__EXCERPTED PASSAGE__:
====

E Easy Crete Transfer
Arkadi Monastery: The Explosion That Made a Symbol
Photo: Bernard Gagnon · CC BY-SA 3.0

Arkadi Monastery: The Explosion That Made a Symbol

On 8 November 1866, with thousands of Ottoman troops breaching the walls of Arkadi Monastery, the defenders inside touched off the gunpowder magazine rather than surrender. Hundreds of people died in an instant, most of them women and children who had taken refuge there during the Cretan revolt. The blast was heard across the island and, within weeks, across Europe: newspapers took up the story, Victor Hugo wrote in support of the Cretan cause, and Arkadi became the symbol of the island's long fight for union with Greece. Crete still marks the anniversary every November.

====

__DATA PROVIDED__:
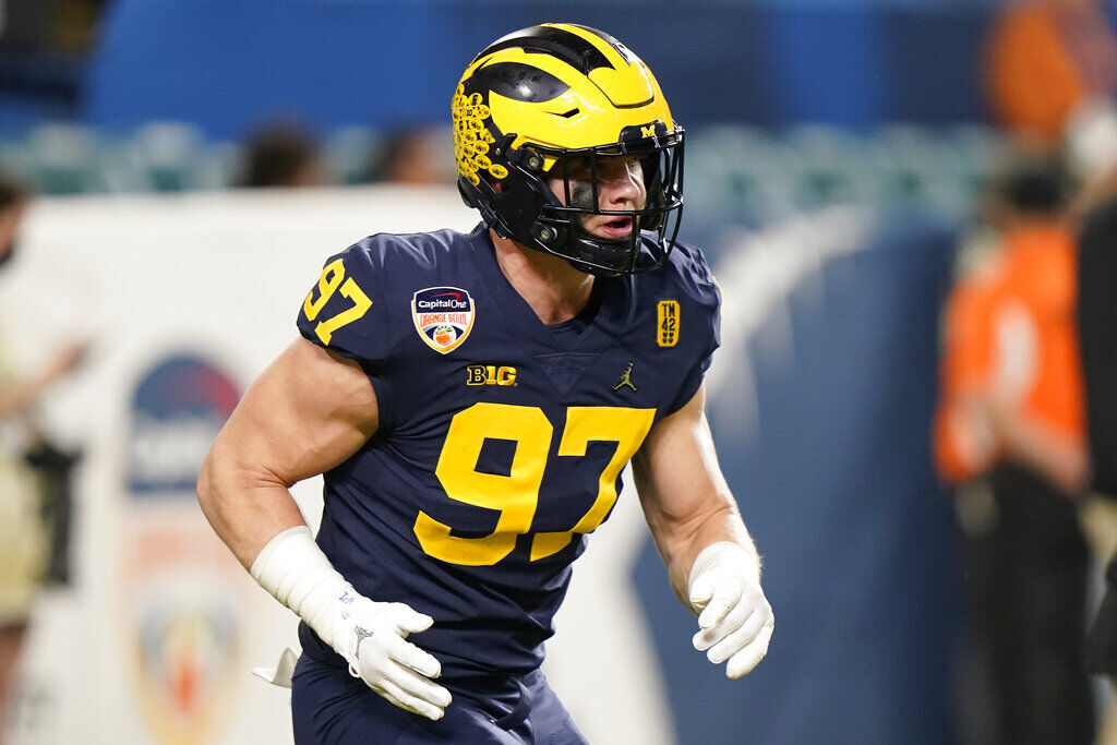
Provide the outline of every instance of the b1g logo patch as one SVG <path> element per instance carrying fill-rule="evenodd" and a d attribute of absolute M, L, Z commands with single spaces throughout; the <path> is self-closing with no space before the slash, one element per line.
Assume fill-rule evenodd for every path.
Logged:
<path fill-rule="evenodd" d="M 474 298 L 457 287 L 428 287 L 411 299 L 419 337 L 440 354 L 461 346 L 474 327 Z"/>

====

Pick up the Arkadi Monastery text above right after its final sentence and continue it.

__ANSWER__:
The siege

The 1866 uprising against Ottoman rule used Arkadi as a supply centre and meeting point, and by autumn the monastery sheltered around 940 people, the majority of them civilians from surrounding villages, alongside a few hundred armed defenders under the abbot Gabriel Marinakis. The Ottoman commander brought an army with artillery; the defenders refused terms. After two days of fighting the gate fell, and as the troops poured in, the powder store in the roofless room you can still visit was fired, by tradition at the hand of Kostis Giaboudakis. A handful survived. The event entered history as the Holocaust of Arkadi, and it pushed the Cretan question onto front pages from London to St Petersburg.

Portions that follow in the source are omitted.